## Task objective
Please reproduce the records below exactly, omitting any pictures they contain.

Excerpts from a dataset
━━━━━━

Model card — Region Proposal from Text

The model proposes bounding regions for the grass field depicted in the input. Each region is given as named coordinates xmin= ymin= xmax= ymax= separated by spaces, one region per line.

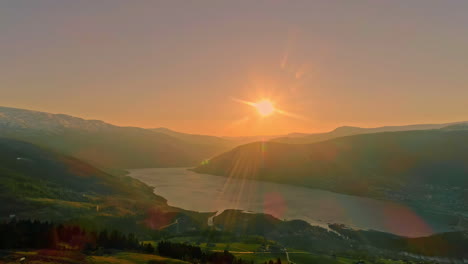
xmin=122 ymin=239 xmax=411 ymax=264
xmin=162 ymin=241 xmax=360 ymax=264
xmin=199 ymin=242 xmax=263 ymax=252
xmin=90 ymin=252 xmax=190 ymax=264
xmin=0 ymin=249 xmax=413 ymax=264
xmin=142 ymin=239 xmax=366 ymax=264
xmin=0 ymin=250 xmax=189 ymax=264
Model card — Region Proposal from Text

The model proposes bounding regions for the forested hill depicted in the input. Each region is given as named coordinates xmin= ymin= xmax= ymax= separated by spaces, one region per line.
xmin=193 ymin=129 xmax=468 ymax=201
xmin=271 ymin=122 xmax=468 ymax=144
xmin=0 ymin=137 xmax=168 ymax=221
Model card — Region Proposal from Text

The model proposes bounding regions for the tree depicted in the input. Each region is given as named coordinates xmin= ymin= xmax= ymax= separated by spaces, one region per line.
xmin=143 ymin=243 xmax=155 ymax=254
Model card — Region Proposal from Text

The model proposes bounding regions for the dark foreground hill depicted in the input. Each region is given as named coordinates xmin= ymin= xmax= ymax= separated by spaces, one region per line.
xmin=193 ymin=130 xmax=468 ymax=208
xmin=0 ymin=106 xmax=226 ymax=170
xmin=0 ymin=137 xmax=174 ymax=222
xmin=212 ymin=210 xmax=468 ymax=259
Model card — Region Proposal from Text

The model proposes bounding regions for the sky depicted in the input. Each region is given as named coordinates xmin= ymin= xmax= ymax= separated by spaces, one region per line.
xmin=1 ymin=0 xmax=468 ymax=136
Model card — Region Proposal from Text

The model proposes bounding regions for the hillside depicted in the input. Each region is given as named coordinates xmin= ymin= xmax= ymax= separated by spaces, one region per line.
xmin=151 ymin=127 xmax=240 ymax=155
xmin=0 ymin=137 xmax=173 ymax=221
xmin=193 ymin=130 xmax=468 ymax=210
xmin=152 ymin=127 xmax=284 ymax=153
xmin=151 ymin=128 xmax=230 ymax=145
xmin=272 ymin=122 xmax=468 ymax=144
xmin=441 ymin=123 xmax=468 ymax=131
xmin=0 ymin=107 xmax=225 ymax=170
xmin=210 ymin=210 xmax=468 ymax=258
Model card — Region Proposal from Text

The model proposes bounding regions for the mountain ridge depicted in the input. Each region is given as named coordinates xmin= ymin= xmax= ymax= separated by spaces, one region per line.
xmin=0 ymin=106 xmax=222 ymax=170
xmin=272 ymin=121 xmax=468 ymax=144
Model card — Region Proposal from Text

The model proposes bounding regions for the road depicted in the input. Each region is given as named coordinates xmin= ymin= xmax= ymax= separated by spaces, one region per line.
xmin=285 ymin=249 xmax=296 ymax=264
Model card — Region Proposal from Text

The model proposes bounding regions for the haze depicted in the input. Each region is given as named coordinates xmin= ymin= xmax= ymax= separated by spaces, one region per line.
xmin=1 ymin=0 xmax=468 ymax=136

━━━━━━

## Exercise result
Model card — Region Proposal from Text

The model proposes bounding regions for the grass field depicted in the input. Each region is given as named coordinates xmin= ymin= xmax= ymax= separated by spaces, one region per line.

xmin=122 ymin=239 xmax=411 ymax=264
xmin=162 ymin=241 xmax=360 ymax=264
xmin=199 ymin=242 xmax=263 ymax=252
xmin=90 ymin=252 xmax=190 ymax=264
xmin=0 ymin=249 xmax=413 ymax=264
xmin=142 ymin=239 xmax=366 ymax=264
xmin=0 ymin=250 xmax=189 ymax=264
Model card — Region Proposal from Text

The model proposes bounding regions for the forested hill depicted in the input. Each region is given as named coordinates xmin= ymin= xmax= ymax= separated by spaces, one region per line.
xmin=193 ymin=129 xmax=468 ymax=201
xmin=271 ymin=122 xmax=468 ymax=144
xmin=0 ymin=137 xmax=168 ymax=221
Model card — Region Proposal from Text

The model proposes bounding regions for the tree depicted in the input. Each region is given as named coordinates xmin= ymin= xmax= ymax= separated by spaces, one region per line.
xmin=143 ymin=243 xmax=155 ymax=254
Model card — Region Proposal from Text

The model proposes bounding regions for the dark foreground hill depicted in the input. Each region is given as named coordinates xmin= ymin= xmax= ymax= separated by spaces, one region per line.
xmin=193 ymin=130 xmax=468 ymax=208
xmin=0 ymin=106 xmax=226 ymax=170
xmin=0 ymin=137 xmax=174 ymax=222
xmin=212 ymin=210 xmax=468 ymax=259
Model card — Region Proposal from Text

The model proposes bounding regions for the sky depicted in the input. Each region is given as named coordinates xmin= ymin= xmax= ymax= separated by spaces, one region per line.
xmin=1 ymin=0 xmax=468 ymax=136
Model card — Region Proposal from Text

The model proposes bounding regions for the hillside depicted in the input. Each region is given as named coordinates xmin= ymin= xmax= ymax= separated by spaces, one region per line.
xmin=151 ymin=127 xmax=240 ymax=155
xmin=0 ymin=137 xmax=173 ymax=221
xmin=193 ymin=130 xmax=468 ymax=210
xmin=152 ymin=127 xmax=284 ymax=153
xmin=151 ymin=128 xmax=230 ymax=145
xmin=272 ymin=122 xmax=468 ymax=144
xmin=441 ymin=123 xmax=468 ymax=131
xmin=0 ymin=107 xmax=225 ymax=170
xmin=210 ymin=210 xmax=468 ymax=258
Model card — Region Proposal from Text

The model proposes bounding regions for the mountain ridge depicted in the input. Each region is given as named coordinates xmin= ymin= xmax= ymax= separated by spaces, one region per line.
xmin=0 ymin=106 xmax=222 ymax=170
xmin=272 ymin=121 xmax=468 ymax=144
Model card — Region Proposal from Text

The model proposes bounding regions for the road depicted in the input. Each region is given as named coordinates xmin= ymin= xmax= ymax= separated by spaces, one region per line.
xmin=285 ymin=249 xmax=296 ymax=264
Model card — Region Proposal from Text

The model proposes bounding regions for the haze depicted in the input. Each region is given as named coordinates xmin= ymin= xmax= ymax= separated by spaces, one region per line.
xmin=1 ymin=0 xmax=468 ymax=136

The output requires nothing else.